[GOAL OF THE EXERCISE]: From the line containing "Reviewer note: verify one keypoint per instance of the deep" to the end of the data, retype every line exactly and nothing else. Drop the pictures.

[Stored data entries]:
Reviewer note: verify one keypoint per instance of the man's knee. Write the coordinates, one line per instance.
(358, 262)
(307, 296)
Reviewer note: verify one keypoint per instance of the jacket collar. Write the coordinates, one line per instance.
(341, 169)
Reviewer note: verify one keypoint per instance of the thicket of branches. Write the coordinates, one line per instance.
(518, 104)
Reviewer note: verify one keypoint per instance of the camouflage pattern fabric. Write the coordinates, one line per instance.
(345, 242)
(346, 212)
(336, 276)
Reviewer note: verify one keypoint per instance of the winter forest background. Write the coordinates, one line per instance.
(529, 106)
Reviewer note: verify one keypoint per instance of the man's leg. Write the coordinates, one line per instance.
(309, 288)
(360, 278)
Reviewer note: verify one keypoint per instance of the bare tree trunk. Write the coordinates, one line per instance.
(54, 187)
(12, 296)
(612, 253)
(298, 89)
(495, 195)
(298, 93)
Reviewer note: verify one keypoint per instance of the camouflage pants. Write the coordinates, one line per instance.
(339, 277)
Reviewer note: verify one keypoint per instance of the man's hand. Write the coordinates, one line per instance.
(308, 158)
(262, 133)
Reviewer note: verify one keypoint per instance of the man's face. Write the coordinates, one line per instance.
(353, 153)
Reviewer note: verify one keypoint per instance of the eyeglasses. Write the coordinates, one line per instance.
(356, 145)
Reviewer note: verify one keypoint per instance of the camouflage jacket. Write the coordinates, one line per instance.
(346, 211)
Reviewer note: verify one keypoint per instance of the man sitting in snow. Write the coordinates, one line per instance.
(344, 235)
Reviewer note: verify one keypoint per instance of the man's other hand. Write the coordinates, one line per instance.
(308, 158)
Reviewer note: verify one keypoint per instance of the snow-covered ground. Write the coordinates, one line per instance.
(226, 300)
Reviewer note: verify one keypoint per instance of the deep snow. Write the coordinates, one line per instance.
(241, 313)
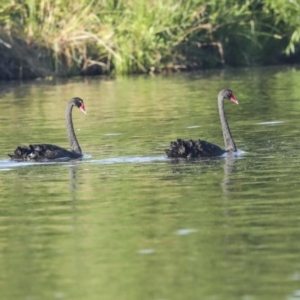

[SOLUTION TO THIS TASK]:
Reviewer note: verify one keypoint per instance of the deep snow. Write the coordinates, one line per instance.
(241, 313)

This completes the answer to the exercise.